■ Task 1 ■
In the forum thread on module startup and shutdown, what could a DLL run when it was unloaded?
■ Task 2 ■
In the module startup and shutdown thread, take the passage starting with "If that generic" and going on through "things like EXPORT).", and write it out again, swapping "module header" for "module spec".
■ Task 3 ■
Extend the forum thread on module startup and shutdown by continuing it from the point where it stops.

■ Source extract ■
==================================================

Module Startup and Shutdown (Constructors, Destructors?)

hostilefork · December 14, 2018, 12:37am

I've been trying to move toward a model extensions are just "modules that ship along with a DLL that have some native code, too". This helps avoid having parallel-and-variously-incompatible versions of the same features.

In trying to merge the functionalities, one thing that extensions could do was that when DLLs were loaded they could run an arbitrary Startup() hook. Then when the DLL was unloaded, it could run a Shutdown() hook. So if you used a native API that had a paired open/close you had a moment to do both.

However, since a module can ship with natives, this raises the question of why the startup code can't just be run as part of the normal course of the module:

 Rebol [
     Title: {ODBC Extension}
     Type: 'Module
 ]

 call-odbc-init-c-function
 odbc-settings: make object! [...]
 ...

Being able to call a native living in the extension like CALL-ODBC-INIT-C-FUNCTION is every bit as good as having a special esoteric C function exposed, that the DLL loader looks up with OS APIs and calls with a magic incantation. All that magic is already done to provide new natives to call, why not use it?

Plus you have more options--you can break it into multiple functions, have it get parameters from the environment, etc. Also very important: there doesn't have to be a distinct model for error handling if something happens--such things already had to have an answer for everything else you might be calling, why make it special for the init?

...but what about the shutdown?

It's not totally obvious that only a module which has some of its code written as user natives would need a shutdown. What if you have a module that opens a persistent network connection--all in usermode--and wants to do some kind of graceful signoff if it can? Why should "extensions" be special?

If that generic hook were available, then native code could be run by putting it in a native ACTION! and doing it that way--just like the init.

This could be a SHUTDOWN: field in the module header. Or it could be an "register-on-shutdown-callback" method that modules offer to the code running in their body (kind of the way it would offer things like EXPORT).

But it seems like maybe it should be more general. Rebol doesn't have constructors and destructors...but, maybe it should? There is now an explicit FREE which can be used to kill off an object, and only HANDLE! does cleanup...but maybe objects should be able to do something about it too.

==================================================

Stored data entries
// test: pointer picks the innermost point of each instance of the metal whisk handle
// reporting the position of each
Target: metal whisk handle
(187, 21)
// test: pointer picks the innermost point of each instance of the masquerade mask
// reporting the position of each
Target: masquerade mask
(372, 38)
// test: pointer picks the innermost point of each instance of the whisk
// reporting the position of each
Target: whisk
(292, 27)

==================================================

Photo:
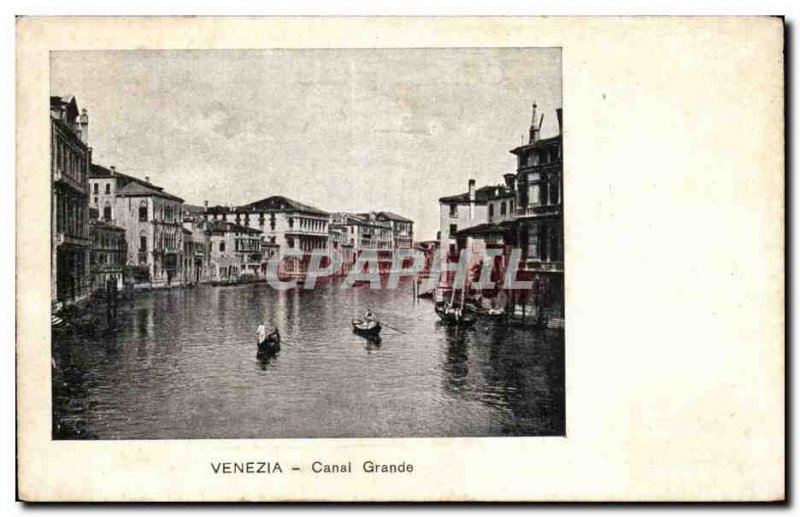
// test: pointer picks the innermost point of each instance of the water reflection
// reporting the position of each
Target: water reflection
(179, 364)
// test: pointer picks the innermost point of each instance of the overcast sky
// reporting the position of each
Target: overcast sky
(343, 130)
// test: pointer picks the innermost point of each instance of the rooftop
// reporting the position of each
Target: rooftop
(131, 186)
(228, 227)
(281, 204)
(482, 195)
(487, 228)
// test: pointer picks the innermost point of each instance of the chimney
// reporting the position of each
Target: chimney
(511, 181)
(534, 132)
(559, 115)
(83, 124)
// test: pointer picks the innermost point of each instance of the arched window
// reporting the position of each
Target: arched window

==================================================

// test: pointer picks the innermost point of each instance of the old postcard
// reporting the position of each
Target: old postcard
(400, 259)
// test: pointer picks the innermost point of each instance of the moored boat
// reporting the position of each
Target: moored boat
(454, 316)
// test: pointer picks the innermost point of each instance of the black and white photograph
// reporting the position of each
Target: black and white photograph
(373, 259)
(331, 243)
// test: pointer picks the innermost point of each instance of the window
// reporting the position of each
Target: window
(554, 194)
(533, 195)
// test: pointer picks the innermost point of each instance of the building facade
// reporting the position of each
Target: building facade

==================================================

■ Expected answer 1 ■
A Shutdown() hook.

■ Expected answer 2 ■
If that generic hook were available, then native code could be run by putting it in a native ACTION! and doing it that way--just like the init.

This could be a SHUTDOWN: field in the module spec. Or it could be an "register-on-shutdown-callback" method that modules offer to the code running in their body (kind of the way it would offer things like EXPORT).

■ Expected answer 3 ■
For now the easiest thing to do to keep extensions going is just to make some module-specific solution and move on. But it's worth thinking about--are there other languages in Rebol's family which have interesting constructor/destructor behavior? Or bad behavior that would be good to know about and avoid? Just wanted to post a note on the topic...

Brett · December 14, 2018, 11:59pm

IIRC the only place in Rebol 2 that one can attach automatic cleanup code is in a port scheme, handling a port close event. Which is not exactly a generally useful solution.

hostilefork · May 23, 2020, 7:11pm

So... constructors and destructors provide a commitment to what to do when you abruptly leave a "scope" where an object is declared...regardless of how you leave.

If you were cooking on the stove and turned on the oven, you can make a pretty good general rule that you don't want to leave the house with it on. It doesn't matter if you get a phone call that causes you to go by way of the garage and out the garage door... or out the back door, or the front, or climb out a window. Leaving the oven on is bad. So if turning on the oven could instantiate a magical "turn the oven off if I forget and leave the house" gadget, such a gadget sounds good.

Historically Rebol had at least one barrier...

Instead of the house example...imagine we think of functions, BLOCK!s, or GROUP!s as being the kind of thing you might want to run some cleanup code for no-matter-how-you-leave-them. There had been a particular "way of leaving" that was expensive to have every function catch. That was exceptions--which Ren-C has called "failures".

Rebol (and Ren-C) use a style of coding in the C that allows it to react to things like memory allocation errors with an "exception". This contrasts with needing to test every single series allocation (the way you would test a malloc for NULL). These exceptions used the only method available to jump up the machine stack in C... setjmp and longjmp

While the mechanism behind THROW was cheap, this mechanism was expensive. And only TRAP-style (formerly named TRY-style) constructs would do it...because setting up a CPU state buffer at every stack frame boundary would be prohibitive.

Stackless is removing this particular barrier

By bouncing everything through a "Trampoline", an infinite number of stack levels can be navigated with only one setjmp/longjmp. All an exception has to do is longjmp to that. Then stack levels (Rebol levels, not C levels...since there's only one!) can be traversed just as easily as you might bubble THROWs up for processing. They can be examined and do whatever handling they like.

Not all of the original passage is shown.